======== Information shown

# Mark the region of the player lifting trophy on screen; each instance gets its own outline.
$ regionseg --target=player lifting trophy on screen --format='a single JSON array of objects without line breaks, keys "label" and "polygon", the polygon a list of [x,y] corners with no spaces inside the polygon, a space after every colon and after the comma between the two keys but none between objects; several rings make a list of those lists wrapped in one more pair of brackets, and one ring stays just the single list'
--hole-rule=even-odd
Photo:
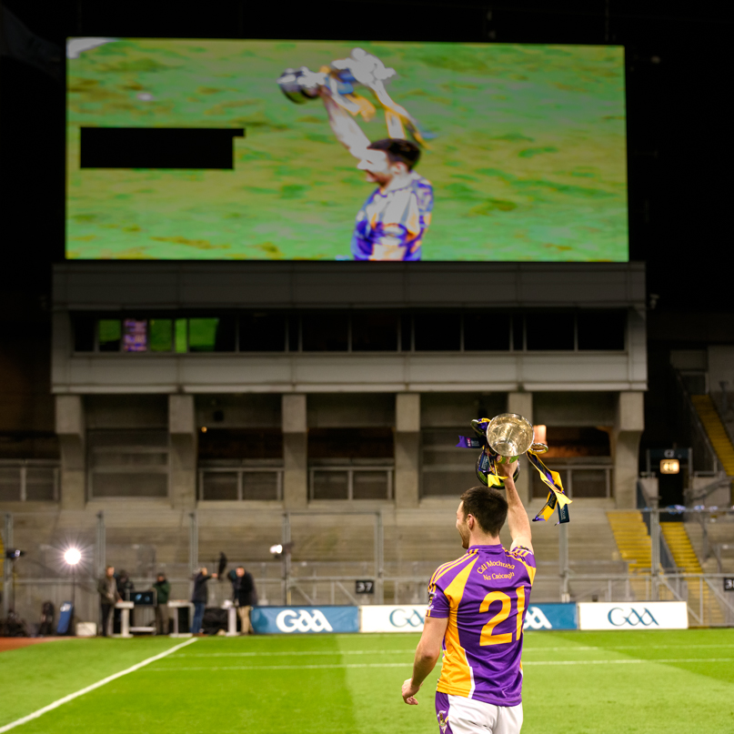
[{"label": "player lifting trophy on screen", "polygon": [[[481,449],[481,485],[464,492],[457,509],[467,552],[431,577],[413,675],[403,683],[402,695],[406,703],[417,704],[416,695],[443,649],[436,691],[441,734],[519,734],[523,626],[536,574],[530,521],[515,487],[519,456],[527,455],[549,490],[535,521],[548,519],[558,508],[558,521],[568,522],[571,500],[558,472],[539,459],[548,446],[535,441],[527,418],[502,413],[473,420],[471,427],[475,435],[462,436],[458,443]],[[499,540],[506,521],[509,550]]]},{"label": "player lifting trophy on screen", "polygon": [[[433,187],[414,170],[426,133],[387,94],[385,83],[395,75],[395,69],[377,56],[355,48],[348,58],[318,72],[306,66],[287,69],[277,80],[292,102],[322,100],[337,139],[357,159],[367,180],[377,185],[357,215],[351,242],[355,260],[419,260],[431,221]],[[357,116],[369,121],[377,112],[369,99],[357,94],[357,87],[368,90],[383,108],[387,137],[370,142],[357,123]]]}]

================

§ Exercise requirements
Set the pictures aside and transcribe the data above exactly.

§ Final result
# Mark the region of the player lifting trophy on screen; each instance gets its own outline.
$ regionseg --target=player lifting trophy on screen --format='a single JSON array of objects without line breaks, keys "label" and "polygon", the polygon a list of [x,y] corners with no spaces inside the polygon, a space after every colon and after the comma between the two keys but none between objects; several rings make a list of those lists wrapped in one more pair of brackets, and one ring stays just the single list'
--hole-rule=even-odd
Photo:
[{"label": "player lifting trophy on screen", "polygon": [[[481,449],[481,485],[464,492],[457,509],[467,552],[431,577],[413,675],[403,683],[402,695],[406,703],[417,704],[416,695],[443,649],[436,691],[441,734],[519,734],[523,626],[536,574],[530,521],[515,487],[519,456],[527,455],[549,490],[535,521],[548,519],[558,508],[558,521],[568,522],[571,500],[558,472],[539,459],[548,446],[535,441],[527,418],[502,413],[473,420],[471,427],[475,435],[462,436],[458,443]],[[499,540],[506,521],[509,550]]]},{"label": "player lifting trophy on screen", "polygon": [[[433,187],[414,170],[426,133],[387,94],[385,83],[395,75],[395,69],[377,56],[355,48],[348,58],[318,72],[306,66],[287,69],[277,80],[292,102],[322,100],[337,139],[357,159],[367,180],[377,185],[357,215],[351,242],[355,260],[419,260],[431,221]],[[357,116],[369,121],[377,112],[369,99],[357,94],[357,87],[368,90],[383,108],[387,137],[370,142],[357,123]]]}]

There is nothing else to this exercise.